Stored dataset items

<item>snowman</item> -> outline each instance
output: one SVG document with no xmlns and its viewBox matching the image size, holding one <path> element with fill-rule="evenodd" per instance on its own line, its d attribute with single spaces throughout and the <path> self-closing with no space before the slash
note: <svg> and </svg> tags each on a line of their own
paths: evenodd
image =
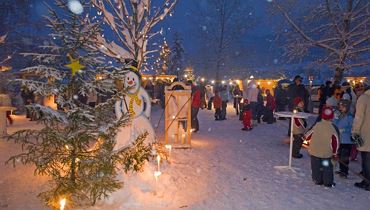
<svg viewBox="0 0 370 210">
<path fill-rule="evenodd" d="M 130 66 L 125 74 L 123 86 L 127 89 L 124 99 L 118 100 L 115 104 L 117 119 L 123 114 L 129 113 L 131 123 L 119 129 L 116 135 L 115 150 L 130 145 L 136 138 L 145 132 L 147 143 L 155 141 L 154 129 L 149 121 L 151 112 L 151 100 L 148 93 L 141 87 L 140 73 L 133 66 Z"/>
</svg>

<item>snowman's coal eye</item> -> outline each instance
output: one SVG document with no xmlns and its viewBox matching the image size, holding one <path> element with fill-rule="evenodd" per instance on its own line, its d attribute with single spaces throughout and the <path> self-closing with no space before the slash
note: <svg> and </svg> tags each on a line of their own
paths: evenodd
<svg viewBox="0 0 370 210">
<path fill-rule="evenodd" d="M 132 81 L 135 81 L 135 78 L 132 78 Z"/>
</svg>

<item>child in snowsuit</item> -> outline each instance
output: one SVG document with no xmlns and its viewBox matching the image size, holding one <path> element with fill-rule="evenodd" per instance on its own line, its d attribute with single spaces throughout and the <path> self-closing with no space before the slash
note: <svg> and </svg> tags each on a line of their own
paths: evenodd
<svg viewBox="0 0 370 210">
<path fill-rule="evenodd" d="M 252 130 L 252 108 L 247 99 L 244 99 L 243 105 L 243 131 Z"/>
<path fill-rule="evenodd" d="M 334 187 L 334 175 L 332 158 L 337 158 L 339 145 L 339 132 L 331 122 L 334 111 L 330 107 L 324 107 L 321 114 L 322 120 L 317 122 L 307 132 L 306 140 L 310 142 L 308 152 L 311 155 L 312 180 L 317 185 Z"/>
<path fill-rule="evenodd" d="M 213 107 L 215 108 L 215 120 L 221 120 L 222 99 L 218 90 L 215 91 L 215 96 L 213 97 Z"/>
<path fill-rule="evenodd" d="M 293 104 L 295 106 L 295 110 L 297 112 L 303 112 L 304 109 L 304 103 L 302 98 L 297 97 L 294 99 Z M 293 123 L 293 151 L 292 151 L 292 157 L 294 158 L 302 158 L 303 155 L 300 153 L 302 144 L 303 144 L 303 134 L 306 131 L 307 122 L 304 119 L 301 118 L 294 118 Z"/>
<path fill-rule="evenodd" d="M 351 130 L 353 123 L 353 116 L 350 112 L 351 102 L 349 100 L 341 100 L 338 109 L 341 112 L 338 119 L 334 119 L 334 124 L 338 127 L 340 133 L 340 146 L 339 146 L 339 171 L 335 173 L 342 178 L 348 176 L 349 157 L 353 143 L 351 141 Z"/>
</svg>

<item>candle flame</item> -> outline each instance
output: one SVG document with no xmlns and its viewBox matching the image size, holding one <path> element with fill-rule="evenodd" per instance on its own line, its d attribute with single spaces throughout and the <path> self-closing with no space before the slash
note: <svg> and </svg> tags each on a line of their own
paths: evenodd
<svg viewBox="0 0 370 210">
<path fill-rule="evenodd" d="M 59 201 L 60 210 L 64 210 L 64 207 L 65 207 L 65 205 L 66 205 L 66 202 L 67 202 L 67 200 L 66 200 L 65 198 L 63 198 L 63 199 L 61 199 L 61 200 Z"/>
<path fill-rule="evenodd" d="M 154 171 L 155 178 L 159 177 L 162 174 L 160 171 Z"/>
</svg>

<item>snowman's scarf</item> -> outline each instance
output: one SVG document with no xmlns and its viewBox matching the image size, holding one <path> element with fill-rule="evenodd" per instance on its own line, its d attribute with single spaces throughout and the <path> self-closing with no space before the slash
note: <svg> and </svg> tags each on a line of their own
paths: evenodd
<svg viewBox="0 0 370 210">
<path fill-rule="evenodd" d="M 130 97 L 130 103 L 128 105 L 128 112 L 130 116 L 135 116 L 135 111 L 134 111 L 134 102 L 136 102 L 136 105 L 141 106 L 141 100 L 137 96 L 137 93 L 135 94 L 127 94 Z"/>
</svg>

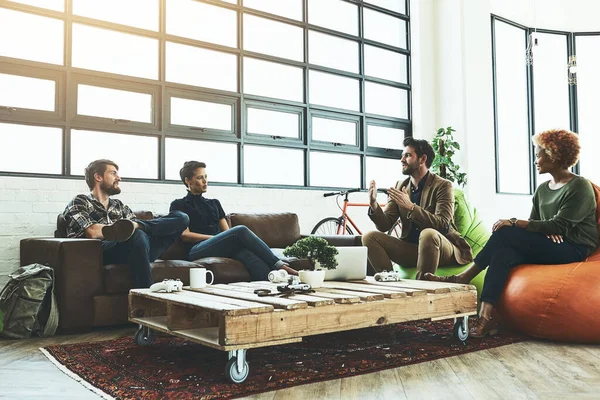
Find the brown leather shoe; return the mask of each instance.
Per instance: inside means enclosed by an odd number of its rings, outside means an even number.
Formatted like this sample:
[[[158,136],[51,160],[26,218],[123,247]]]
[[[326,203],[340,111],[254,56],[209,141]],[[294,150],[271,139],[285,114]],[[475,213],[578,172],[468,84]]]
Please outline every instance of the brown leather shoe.
[[[115,242],[125,242],[135,232],[135,224],[128,219],[120,219],[112,225],[102,227],[102,236],[104,240]]]
[[[475,323],[475,326],[469,331],[469,336],[481,339],[487,335],[494,336],[498,333],[498,323],[494,318],[487,319],[480,316]]]
[[[425,280],[433,281],[433,282],[444,282],[444,283],[460,283],[457,280],[456,275],[438,276],[438,275],[432,274],[431,272],[425,273]]]

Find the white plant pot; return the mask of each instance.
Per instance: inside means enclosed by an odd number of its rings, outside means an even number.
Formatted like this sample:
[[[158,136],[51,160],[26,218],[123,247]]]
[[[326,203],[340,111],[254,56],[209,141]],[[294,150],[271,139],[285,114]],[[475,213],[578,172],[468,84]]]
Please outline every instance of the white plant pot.
[[[323,281],[325,280],[325,270],[317,270],[317,271],[307,271],[302,270],[298,272],[300,275],[300,281],[304,283],[308,283],[312,288],[320,288],[323,286]]]

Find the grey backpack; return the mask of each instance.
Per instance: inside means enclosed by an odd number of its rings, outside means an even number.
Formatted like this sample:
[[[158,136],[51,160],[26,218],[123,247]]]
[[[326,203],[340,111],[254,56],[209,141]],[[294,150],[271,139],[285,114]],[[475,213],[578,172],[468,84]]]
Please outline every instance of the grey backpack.
[[[26,339],[54,335],[58,326],[54,270],[31,264],[10,274],[0,292],[0,315],[4,315],[1,336]]]

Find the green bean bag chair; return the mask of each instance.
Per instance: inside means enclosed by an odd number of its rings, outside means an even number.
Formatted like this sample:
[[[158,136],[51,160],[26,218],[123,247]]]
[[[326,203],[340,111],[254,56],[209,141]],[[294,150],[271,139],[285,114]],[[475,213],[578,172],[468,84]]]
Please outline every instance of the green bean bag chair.
[[[462,190],[454,188],[454,224],[456,229],[460,232],[463,238],[469,243],[473,250],[473,257],[477,255],[485,246],[491,233],[483,225],[483,221],[479,218],[477,210],[473,208],[465,199],[465,194]],[[472,263],[467,265],[449,265],[446,267],[439,267],[436,275],[456,275],[463,270],[470,267]],[[395,267],[402,274],[405,279],[415,279],[417,274],[416,268],[405,268],[402,266]],[[487,271],[487,270],[485,270]],[[485,277],[485,271],[480,273],[475,279],[471,281],[471,284],[477,287],[478,295],[481,295],[481,289],[483,288],[483,279]]]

* Task directions
From the line containing "Find the white" down to the last line, reproduce the records exactly. Include both ends.

* Solution
Find the white plant pot; return the mask of each instance.
Per instance: inside means enclosed by an odd number of its rings, outside means an even number.
Formatted like this sample:
[[[158,136],[51,160],[26,218],[123,247]]]
[[[326,203],[340,111],[254,56],[209,141]],[[294,150],[271,139],[285,114]],[[475,213],[578,172],[468,84]]]
Please outline every instance of the white plant pot.
[[[323,281],[325,280],[325,270],[317,270],[317,271],[307,271],[302,270],[298,272],[300,275],[300,281],[304,283],[308,283],[312,288],[320,288],[323,286]]]

Find the grey backpack; return the mask of each instance.
Per instance: inside means enclosed by an odd number of its rings, outside means an even number.
Formatted like this sample:
[[[158,136],[51,160],[26,218],[123,247]]]
[[[326,203],[340,111],[254,56],[209,141]],[[294,150],[271,139],[285,114]],[[475,213],[578,172],[468,84]]]
Please outline every instance of the grey backpack.
[[[26,339],[54,335],[58,326],[54,270],[31,264],[10,274],[0,292],[0,315],[4,315],[1,336]]]

Find the green bean bag chair; return the mask of each instance.
Per instance: inside means enclosed by an odd number of its rings, outside means an even number.
Formatted like this sample:
[[[158,136],[51,160],[26,218],[123,247]]]
[[[326,203],[340,111],[254,56],[209,141]],[[294,150],[271,139],[285,114]],[[475,213],[578,172],[468,84]]]
Please outline every instance of the green bean bag chair.
[[[462,190],[454,188],[454,224],[456,229],[460,232],[463,238],[469,243],[473,250],[473,257],[477,255],[485,246],[491,233],[483,225],[483,221],[479,218],[477,210],[473,208],[465,199],[465,194]],[[472,263],[467,265],[449,265],[446,267],[439,267],[436,275],[456,275],[463,270],[470,267]],[[395,267],[402,274],[405,279],[415,279],[417,274],[416,268],[405,268],[402,266]],[[487,271],[487,270],[485,270]],[[485,277],[485,271],[480,273],[475,279],[471,281],[471,284],[477,287],[478,295],[481,295],[481,289],[483,288],[483,279]]]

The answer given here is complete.